What you have to do:
Please answer these questions about the excerpt on prediction accuracy below:
1. Which two CV schemes were used to evaluate the PA of the proposed models?
2. Which figure is cited for that evaluation?
3. Why was the I-model not included in this section?

The PA between the lines averages after correcting for fixed effects and the predicted genetic values (\({\varvec{r}}_{{\widehat{{{\varvec{g}},}}{\varvec{p}}}}\)) was evaluated for the proposed models using LOO and LSO CV schemes (Fig. 3). The I-model was not included in this section because such a model has no PA in CVs due to the model assumptions of independence between lines.

Data:
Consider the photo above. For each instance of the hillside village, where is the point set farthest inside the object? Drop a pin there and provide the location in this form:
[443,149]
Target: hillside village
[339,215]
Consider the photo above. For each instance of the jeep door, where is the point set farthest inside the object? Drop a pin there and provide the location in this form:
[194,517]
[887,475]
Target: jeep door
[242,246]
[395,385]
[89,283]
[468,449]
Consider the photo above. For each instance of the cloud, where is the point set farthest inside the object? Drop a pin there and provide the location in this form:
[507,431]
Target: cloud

...

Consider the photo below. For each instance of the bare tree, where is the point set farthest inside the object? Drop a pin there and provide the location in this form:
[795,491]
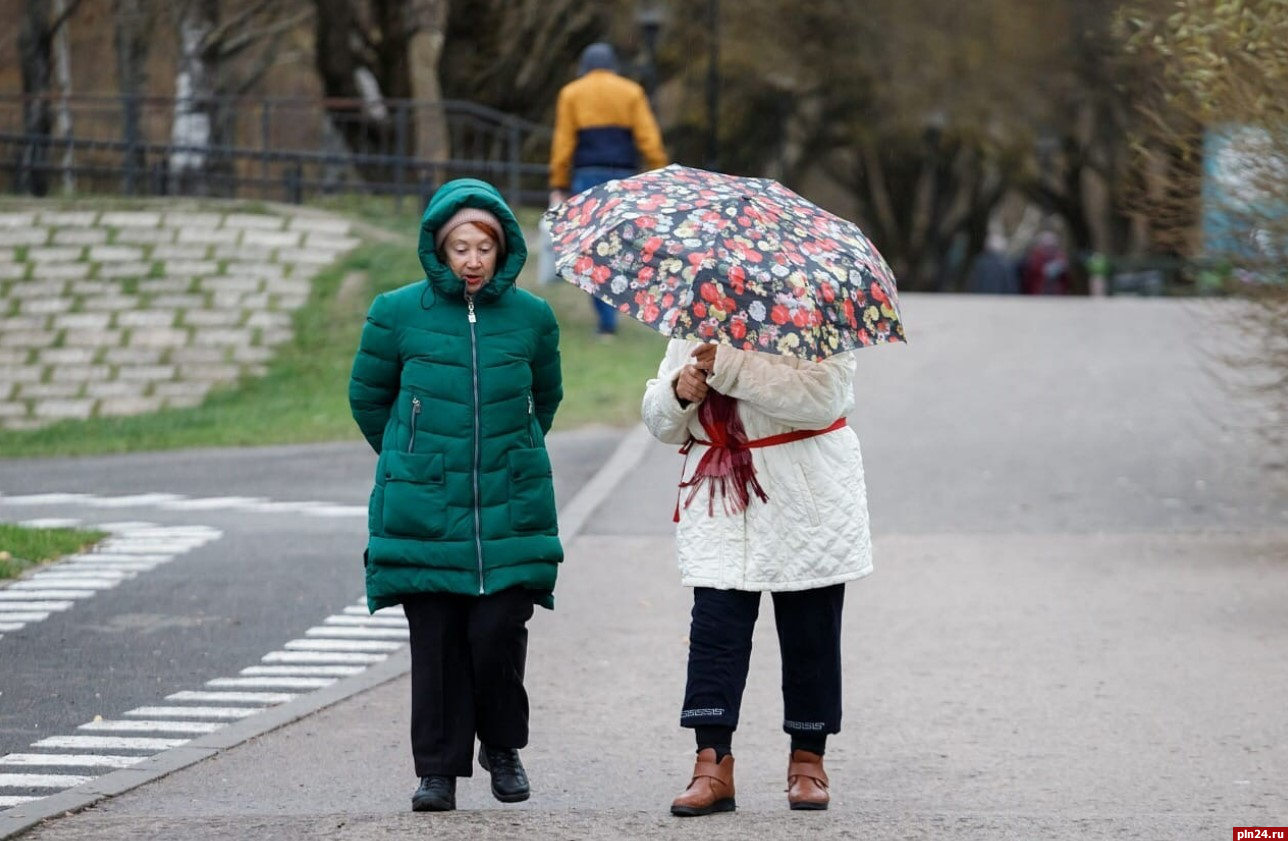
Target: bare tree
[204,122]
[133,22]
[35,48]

==

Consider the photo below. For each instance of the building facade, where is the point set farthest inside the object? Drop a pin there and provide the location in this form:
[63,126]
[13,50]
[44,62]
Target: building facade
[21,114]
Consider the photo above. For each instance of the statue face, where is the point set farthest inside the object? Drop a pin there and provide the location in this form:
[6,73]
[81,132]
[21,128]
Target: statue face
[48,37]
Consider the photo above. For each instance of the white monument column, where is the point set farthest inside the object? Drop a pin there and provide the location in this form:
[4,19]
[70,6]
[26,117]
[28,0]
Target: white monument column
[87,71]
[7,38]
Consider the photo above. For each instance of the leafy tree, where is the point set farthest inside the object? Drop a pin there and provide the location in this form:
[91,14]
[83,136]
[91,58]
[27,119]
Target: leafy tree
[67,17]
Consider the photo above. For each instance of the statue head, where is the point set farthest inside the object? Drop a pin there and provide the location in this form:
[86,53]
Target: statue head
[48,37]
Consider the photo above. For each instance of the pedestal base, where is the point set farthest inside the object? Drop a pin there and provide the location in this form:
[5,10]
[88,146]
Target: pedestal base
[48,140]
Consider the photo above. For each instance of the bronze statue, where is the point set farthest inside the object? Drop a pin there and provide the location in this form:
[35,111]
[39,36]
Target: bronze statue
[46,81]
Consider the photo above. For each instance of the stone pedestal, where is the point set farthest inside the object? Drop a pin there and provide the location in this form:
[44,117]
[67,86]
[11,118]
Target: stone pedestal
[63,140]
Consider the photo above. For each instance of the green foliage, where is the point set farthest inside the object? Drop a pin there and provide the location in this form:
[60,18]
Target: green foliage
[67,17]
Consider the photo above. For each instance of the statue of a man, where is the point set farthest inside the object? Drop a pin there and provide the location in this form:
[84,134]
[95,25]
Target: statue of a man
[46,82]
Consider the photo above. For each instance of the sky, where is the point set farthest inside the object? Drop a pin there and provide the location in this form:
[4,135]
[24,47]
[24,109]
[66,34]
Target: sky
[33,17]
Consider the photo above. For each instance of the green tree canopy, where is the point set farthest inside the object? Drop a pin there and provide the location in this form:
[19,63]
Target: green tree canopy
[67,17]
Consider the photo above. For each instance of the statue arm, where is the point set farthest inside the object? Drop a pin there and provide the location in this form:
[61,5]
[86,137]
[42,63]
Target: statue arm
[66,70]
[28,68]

Solution to the exercise:
1. LOO and LSO.
2. Fig. 3.
3. The I-model has no PA in CVs because the model assumes independence between lines.